> Activity A
Transcribe the passage about the newborns awaiting helicopter evacuation at Memorial from "The babies waited" to "in a movie.".
> Activity B
Pick up the account of the newborns awaiting evacuation at Memorial right after its last sentence and continue it.

The babies waited for the Coast Guard helicopters in the covered tunnel, their incubators plugged into a power outlet supplied by a hospital generator. A neonatal specialist wearing green scrubs paced from the holding area to the helipad, growing increasingly worried as time passed. The babies were hot; one was having complications that might require urgent surgery. The neonatologist, Dr. Juan Jorge Gershanik, looked down at the water surrounding Memorial and imagined what it would be like if all power went out. The children would be goners. It would be a death sentence. He felt like he was in a movie.
He went to speak with internal medicine department chairman Richard Deichmann, who was outfitted with a two-way radio to communicate with other hospital employees as he directed movements on the helipad. Small private helicopters were landing, including one that dropped off the long-awaited drug supplies. Other pilots were willing to take sick elderly patients but not sick neonates, who typically required more specialized care.

> Given material
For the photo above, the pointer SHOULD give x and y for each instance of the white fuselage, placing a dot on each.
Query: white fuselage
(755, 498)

> Answer section A
The babies waited for the Coast Guard helicopters in the covered tunnel, their incubators plugged into a power outlet supplied by a hospital generator. A neonatal specialist wearing green scrubs paced from the holding area to the helipad, growing increasingly worried as time passed. The babies were hot; one was having complications that might require urgent surgery. The neonatologist, Dr. Juan Jorge Gershanik, looked down at the water surrounding Memorial and imagined what it would be like if all power went out. The children would be goners. It would be a death sentence. He felt like he was in a movie.

> Answer section B
Could Deichmann convince the pilots to transport babies instead? “We can’t wait any longer,” Gershanik said. “Please, Richard, see if any of them can take us.”
“I’m at their mercy,” Deichmann replied, but when another helicopter landed, he turned and gave Gershanik a pointed look. The neonatologist didn’t know what the look meant, but he rushed toward the helicopter, pushing the incubator ahead of him.
“No way,” the pilot said. The giant incubator couldn’t fit in his three-seat helicopter. The babies would have to wait.
“They can’t wait,” Gershanik said. More than an hour had passed on the helipad. It was getting close to sunset. “I really think they’re running out of time,” Gershanik said.
They were also running out of backup oxygen tanks on the helipad, and the nursery staff had to trek back into the hospital several times to get more. Some of the tanks went to elderly ICU patients also arriving on the helipad.
On the eighth floor in the ICU, nurse manager Karen Wynn, a blur of motion in wrinkled blue scrubs, was helping get them there. With the air-conditioning off for more than a full day and the ICU equipment producing heat, it was getting unbearable. The windows that hadn’t broken were sealed shut, some were still covered in plywood, and it was moist inside, humid. People were sweating. She told her staff they could change from their scrubs to shorts if they had them.
White box fans were moved back and forth between patients. Some in the unit weren’t terribly sick, but others were fragile and lacked resilience. The tiniest change in their environment threatened their homeostasis. The heat menaced them.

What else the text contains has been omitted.